Your instructions: The lines to be copied run from the one containing "Exercise. Point out each instance of the shingled" to the end of the material below; reproduce them exactly, including both ends, and nothing more.

Supplied records:

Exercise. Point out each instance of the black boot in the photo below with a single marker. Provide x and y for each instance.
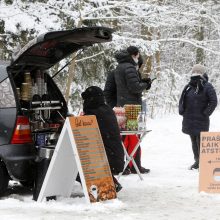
(118, 186)
(194, 166)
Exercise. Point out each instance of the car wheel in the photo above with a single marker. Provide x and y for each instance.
(28, 184)
(4, 178)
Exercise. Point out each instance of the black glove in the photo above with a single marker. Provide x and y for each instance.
(148, 81)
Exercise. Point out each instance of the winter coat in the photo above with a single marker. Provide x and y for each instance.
(110, 90)
(109, 131)
(128, 82)
(196, 106)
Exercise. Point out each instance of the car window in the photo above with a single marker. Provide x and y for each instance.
(3, 72)
(7, 99)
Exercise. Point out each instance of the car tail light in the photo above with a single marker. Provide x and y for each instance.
(22, 133)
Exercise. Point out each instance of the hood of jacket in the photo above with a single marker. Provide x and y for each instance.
(124, 57)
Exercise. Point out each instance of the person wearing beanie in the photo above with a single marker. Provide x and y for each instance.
(94, 104)
(124, 86)
(197, 102)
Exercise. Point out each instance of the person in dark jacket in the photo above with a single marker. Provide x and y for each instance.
(128, 81)
(125, 81)
(196, 104)
(94, 104)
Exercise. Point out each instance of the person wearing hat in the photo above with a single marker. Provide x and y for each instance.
(124, 86)
(197, 102)
(94, 104)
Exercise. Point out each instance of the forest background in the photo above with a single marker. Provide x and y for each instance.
(172, 35)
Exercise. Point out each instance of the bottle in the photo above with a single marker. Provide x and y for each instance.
(141, 121)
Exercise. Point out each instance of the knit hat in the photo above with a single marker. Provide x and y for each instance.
(198, 70)
(132, 50)
(92, 91)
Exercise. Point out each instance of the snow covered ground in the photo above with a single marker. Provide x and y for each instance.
(169, 191)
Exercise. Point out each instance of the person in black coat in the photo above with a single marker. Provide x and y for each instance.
(94, 104)
(110, 90)
(196, 104)
(129, 84)
(125, 86)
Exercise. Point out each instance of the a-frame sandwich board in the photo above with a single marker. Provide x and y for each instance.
(80, 150)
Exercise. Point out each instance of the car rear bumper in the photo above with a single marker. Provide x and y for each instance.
(19, 160)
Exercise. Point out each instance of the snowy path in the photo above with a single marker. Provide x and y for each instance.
(170, 191)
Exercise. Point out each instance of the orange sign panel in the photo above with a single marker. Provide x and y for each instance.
(93, 159)
(209, 166)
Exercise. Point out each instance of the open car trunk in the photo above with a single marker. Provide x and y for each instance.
(38, 97)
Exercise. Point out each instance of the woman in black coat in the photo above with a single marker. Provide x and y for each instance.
(197, 103)
(94, 104)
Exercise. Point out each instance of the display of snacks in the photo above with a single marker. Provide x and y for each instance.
(24, 91)
(132, 111)
(121, 118)
(132, 125)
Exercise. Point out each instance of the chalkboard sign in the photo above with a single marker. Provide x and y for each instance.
(80, 149)
(209, 165)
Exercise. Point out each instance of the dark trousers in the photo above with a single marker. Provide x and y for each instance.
(130, 142)
(195, 146)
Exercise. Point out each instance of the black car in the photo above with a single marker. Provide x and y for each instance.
(32, 108)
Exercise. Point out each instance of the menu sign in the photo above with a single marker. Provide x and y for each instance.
(209, 167)
(93, 159)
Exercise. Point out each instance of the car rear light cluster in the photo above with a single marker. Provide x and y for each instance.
(22, 133)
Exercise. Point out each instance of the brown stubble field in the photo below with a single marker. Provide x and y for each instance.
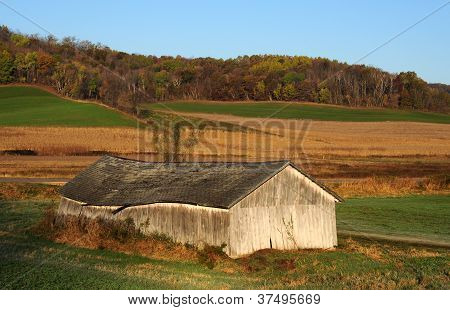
(403, 155)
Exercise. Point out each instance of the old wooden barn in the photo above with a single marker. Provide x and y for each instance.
(247, 206)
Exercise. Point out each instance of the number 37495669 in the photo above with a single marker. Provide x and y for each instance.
(289, 299)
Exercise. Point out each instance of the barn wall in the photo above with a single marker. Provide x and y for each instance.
(289, 211)
(182, 222)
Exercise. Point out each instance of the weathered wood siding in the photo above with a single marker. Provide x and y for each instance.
(182, 222)
(289, 211)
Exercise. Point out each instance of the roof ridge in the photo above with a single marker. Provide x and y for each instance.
(197, 162)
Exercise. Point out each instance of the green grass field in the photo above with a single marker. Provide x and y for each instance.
(29, 106)
(31, 262)
(303, 111)
(425, 217)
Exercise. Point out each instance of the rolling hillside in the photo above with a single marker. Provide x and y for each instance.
(29, 106)
(303, 111)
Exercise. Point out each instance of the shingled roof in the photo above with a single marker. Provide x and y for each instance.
(114, 181)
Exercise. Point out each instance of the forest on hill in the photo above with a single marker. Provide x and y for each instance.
(83, 70)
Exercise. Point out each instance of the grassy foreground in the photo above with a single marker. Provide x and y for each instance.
(31, 262)
(303, 111)
(426, 217)
(29, 106)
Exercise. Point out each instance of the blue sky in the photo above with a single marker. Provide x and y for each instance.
(342, 30)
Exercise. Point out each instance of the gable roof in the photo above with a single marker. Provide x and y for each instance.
(114, 181)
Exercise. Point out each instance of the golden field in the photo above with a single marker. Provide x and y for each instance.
(327, 150)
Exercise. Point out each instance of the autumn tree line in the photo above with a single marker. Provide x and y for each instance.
(83, 70)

Response:
Exercise. Point out each instance of the shingled roof in the photo above with a single marker. Provide x and y for each instance.
(114, 181)
Exercise. Point out each instance of the forest on hill in the photo above with a single marker. Provide x and y for each instance.
(83, 70)
Exercise. Point out each instance of the grassy foreground in the photo above with a single marker. Provide x and y for each instance.
(31, 262)
(303, 111)
(426, 217)
(29, 106)
Exercise. Point out each instance of the blue sky in the photo above with a single marker. Provide x and y for each instance.
(342, 30)
Exercise. Point out each instance of the gable roof in the photo above with a single marker. Provide x and y for each instance.
(114, 181)
Exercise. Point out each instance of the golden field in the photo above with a single marker. Provide x and y for each instance.
(327, 150)
Exercise. Point out each instance of the autumn tree line in the photo above with a single marker. Provide x and y for each instance.
(83, 70)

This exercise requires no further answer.